= Task statement =
Return every line of the listing below that contains the word "query".

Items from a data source
=====

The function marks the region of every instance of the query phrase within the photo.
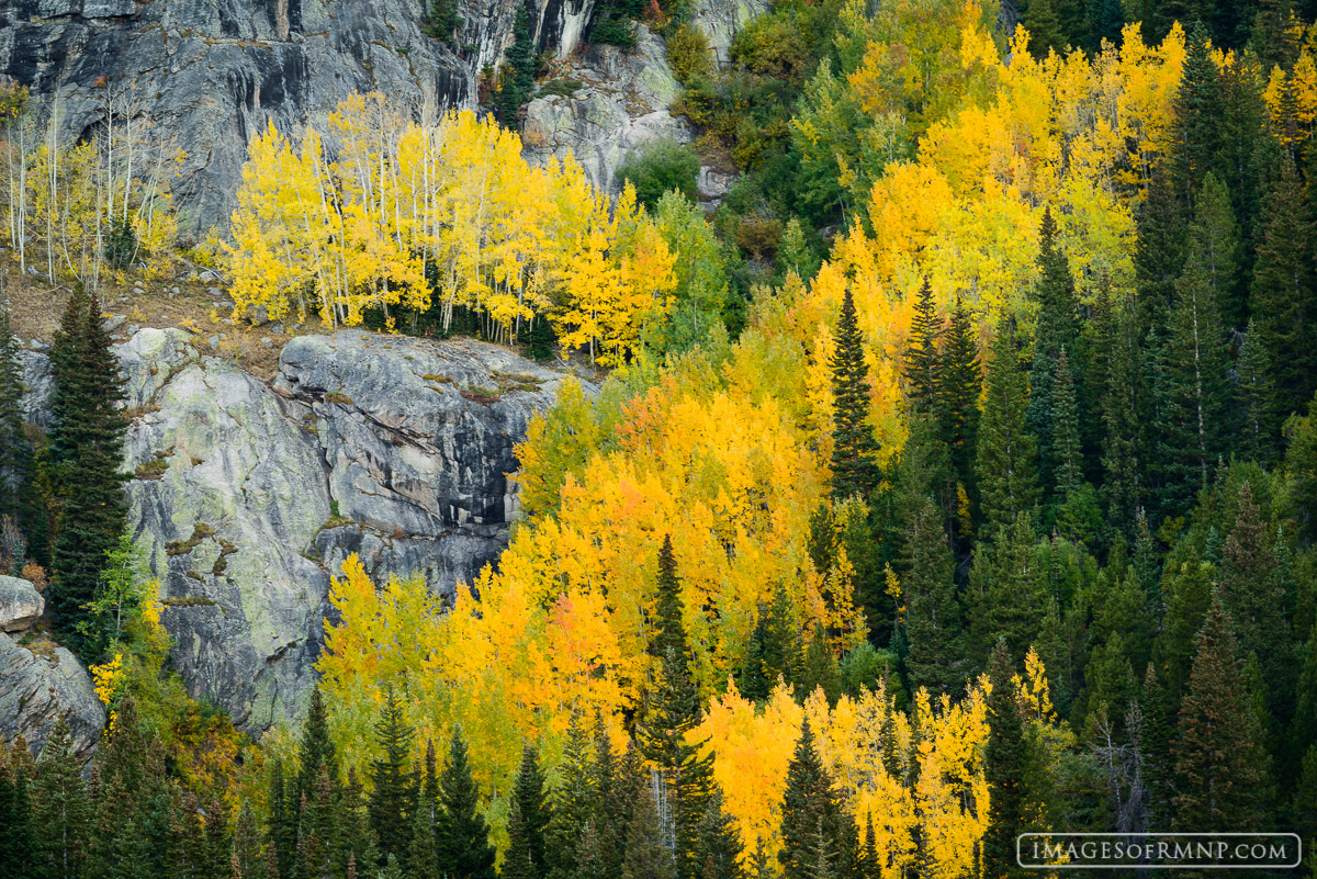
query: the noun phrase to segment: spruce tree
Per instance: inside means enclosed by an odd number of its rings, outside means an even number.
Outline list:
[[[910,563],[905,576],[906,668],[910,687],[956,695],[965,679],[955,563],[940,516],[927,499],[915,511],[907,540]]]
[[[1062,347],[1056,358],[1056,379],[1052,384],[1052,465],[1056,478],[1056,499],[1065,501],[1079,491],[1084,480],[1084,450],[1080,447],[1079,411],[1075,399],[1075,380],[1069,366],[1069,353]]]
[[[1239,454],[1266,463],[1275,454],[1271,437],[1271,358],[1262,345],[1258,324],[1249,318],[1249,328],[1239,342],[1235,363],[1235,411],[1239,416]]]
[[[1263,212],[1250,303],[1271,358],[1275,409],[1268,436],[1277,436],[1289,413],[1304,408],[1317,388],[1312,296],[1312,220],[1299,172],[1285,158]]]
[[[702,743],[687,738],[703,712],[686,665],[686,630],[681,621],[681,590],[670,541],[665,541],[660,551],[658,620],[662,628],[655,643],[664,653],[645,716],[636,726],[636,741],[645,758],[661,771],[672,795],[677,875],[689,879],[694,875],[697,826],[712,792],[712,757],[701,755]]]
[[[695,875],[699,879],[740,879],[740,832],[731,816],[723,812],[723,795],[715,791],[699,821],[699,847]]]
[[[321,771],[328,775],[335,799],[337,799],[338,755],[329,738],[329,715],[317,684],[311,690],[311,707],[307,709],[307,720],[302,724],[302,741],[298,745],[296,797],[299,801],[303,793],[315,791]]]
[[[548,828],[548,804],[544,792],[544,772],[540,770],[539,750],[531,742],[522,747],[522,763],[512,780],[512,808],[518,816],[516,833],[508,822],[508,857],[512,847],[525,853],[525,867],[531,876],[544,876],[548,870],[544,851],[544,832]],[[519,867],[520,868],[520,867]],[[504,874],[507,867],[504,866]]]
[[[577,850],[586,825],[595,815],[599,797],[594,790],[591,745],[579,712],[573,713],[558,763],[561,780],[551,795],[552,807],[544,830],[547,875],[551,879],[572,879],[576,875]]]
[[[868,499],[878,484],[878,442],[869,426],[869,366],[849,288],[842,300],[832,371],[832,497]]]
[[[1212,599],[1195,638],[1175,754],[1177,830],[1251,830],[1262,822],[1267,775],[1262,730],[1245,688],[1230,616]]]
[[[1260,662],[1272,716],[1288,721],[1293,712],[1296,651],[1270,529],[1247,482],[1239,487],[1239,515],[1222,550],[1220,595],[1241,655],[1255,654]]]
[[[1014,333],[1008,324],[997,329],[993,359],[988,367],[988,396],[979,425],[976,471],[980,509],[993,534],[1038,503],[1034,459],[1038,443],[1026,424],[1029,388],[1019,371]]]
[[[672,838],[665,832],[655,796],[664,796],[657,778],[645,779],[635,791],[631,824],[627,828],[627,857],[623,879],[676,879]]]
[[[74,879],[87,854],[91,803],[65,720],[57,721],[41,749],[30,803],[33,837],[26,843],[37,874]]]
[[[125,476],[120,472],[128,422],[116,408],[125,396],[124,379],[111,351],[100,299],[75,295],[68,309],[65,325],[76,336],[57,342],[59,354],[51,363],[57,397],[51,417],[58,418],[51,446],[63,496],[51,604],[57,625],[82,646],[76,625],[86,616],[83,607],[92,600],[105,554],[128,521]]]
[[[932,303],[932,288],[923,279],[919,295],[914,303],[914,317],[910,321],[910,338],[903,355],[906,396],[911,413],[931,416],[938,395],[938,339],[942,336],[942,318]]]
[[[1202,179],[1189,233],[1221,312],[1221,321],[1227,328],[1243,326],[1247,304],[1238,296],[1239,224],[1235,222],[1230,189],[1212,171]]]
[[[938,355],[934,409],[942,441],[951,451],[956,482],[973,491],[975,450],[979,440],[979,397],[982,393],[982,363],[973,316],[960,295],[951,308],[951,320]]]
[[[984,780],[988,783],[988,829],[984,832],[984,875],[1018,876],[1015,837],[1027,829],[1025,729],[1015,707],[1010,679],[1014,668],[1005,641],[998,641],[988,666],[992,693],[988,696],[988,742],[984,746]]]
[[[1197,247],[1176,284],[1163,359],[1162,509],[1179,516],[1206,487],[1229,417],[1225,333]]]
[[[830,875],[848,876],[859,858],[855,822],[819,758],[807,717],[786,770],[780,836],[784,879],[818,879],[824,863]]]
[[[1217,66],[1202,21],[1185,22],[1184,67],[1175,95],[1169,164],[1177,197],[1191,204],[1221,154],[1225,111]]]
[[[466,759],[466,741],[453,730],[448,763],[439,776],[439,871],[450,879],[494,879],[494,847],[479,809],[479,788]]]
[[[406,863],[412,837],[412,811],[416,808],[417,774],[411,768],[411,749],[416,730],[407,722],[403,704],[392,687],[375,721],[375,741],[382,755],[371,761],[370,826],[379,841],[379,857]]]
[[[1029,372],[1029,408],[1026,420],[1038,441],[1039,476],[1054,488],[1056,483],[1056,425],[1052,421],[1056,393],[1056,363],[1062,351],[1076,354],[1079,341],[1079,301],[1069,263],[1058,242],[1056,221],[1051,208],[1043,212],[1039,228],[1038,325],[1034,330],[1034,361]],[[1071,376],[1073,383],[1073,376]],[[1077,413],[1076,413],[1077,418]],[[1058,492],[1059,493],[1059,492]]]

=====

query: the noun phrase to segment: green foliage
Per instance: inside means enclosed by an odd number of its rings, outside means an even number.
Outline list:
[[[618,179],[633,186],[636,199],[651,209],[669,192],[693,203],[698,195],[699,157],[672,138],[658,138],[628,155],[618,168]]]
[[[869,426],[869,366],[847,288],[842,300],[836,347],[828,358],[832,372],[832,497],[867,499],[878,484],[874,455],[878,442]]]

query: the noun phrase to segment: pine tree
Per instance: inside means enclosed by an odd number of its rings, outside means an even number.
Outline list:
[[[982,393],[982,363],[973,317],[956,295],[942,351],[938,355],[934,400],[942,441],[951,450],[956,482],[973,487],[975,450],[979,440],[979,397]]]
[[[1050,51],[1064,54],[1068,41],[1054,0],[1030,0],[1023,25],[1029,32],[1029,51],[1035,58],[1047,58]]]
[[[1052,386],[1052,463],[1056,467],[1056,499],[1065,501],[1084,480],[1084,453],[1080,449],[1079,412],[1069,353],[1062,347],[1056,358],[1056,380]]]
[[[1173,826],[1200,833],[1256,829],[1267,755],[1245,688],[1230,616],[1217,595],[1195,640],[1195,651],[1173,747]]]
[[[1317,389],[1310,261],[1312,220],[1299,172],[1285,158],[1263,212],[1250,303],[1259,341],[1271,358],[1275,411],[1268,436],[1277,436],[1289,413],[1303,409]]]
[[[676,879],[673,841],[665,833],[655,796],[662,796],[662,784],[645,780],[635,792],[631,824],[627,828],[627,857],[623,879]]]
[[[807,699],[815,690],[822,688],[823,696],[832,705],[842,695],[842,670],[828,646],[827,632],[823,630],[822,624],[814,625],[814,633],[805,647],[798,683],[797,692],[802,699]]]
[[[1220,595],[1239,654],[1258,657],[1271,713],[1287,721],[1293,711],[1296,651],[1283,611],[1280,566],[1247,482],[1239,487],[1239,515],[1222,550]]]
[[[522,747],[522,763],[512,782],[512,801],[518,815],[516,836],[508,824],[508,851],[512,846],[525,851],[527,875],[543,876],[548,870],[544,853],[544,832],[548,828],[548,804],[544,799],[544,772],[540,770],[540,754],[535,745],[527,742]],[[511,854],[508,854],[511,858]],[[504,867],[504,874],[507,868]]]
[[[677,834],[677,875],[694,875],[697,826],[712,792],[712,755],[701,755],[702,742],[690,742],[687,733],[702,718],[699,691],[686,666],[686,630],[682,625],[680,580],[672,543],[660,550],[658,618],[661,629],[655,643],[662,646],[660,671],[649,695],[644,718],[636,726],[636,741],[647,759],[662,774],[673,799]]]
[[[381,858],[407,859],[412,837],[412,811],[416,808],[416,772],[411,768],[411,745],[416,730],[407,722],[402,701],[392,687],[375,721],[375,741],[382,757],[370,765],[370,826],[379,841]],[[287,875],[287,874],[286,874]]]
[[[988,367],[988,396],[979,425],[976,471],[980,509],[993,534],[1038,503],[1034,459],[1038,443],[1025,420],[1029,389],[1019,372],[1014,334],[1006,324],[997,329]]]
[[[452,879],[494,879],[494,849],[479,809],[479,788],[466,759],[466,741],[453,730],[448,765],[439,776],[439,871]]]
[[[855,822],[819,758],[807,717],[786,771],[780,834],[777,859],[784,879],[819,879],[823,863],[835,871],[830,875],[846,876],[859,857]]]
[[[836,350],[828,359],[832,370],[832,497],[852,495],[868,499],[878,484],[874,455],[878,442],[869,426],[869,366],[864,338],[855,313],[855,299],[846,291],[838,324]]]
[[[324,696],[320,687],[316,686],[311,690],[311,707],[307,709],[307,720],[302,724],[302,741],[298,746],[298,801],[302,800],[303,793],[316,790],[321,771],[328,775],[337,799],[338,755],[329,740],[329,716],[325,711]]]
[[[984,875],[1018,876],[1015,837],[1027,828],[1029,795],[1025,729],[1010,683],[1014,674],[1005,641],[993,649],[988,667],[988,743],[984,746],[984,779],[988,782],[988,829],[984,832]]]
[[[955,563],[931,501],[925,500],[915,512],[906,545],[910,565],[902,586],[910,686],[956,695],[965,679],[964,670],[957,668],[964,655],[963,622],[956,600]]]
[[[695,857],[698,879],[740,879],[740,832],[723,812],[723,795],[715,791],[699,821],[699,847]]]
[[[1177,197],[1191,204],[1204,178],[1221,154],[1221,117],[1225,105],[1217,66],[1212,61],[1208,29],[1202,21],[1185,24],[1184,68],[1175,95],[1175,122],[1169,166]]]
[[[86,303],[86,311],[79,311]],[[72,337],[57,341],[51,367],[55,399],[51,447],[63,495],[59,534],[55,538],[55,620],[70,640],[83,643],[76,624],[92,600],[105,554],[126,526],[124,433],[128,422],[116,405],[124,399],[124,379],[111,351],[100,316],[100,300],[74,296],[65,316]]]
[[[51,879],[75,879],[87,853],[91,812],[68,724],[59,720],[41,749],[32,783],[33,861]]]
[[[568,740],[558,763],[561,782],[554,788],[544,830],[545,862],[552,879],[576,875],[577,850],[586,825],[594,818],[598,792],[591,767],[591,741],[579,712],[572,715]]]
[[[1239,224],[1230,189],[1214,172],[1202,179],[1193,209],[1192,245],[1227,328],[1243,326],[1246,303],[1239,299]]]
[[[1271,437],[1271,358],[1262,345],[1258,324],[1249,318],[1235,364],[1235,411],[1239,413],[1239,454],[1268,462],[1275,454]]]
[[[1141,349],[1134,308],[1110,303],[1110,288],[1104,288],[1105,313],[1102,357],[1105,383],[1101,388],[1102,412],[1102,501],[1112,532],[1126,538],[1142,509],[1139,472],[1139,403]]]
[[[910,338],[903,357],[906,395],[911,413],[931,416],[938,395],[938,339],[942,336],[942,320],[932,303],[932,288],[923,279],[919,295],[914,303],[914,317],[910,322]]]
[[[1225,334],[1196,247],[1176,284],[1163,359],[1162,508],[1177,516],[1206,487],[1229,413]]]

=====

= Answer for this exercise =
The function marks the region of every instance of the query phrase within the photo.
query: the noun phrase to segment: spruce tree
query: the noun phrase to segment: green foliage
query: the noun phrase to segment: pine tree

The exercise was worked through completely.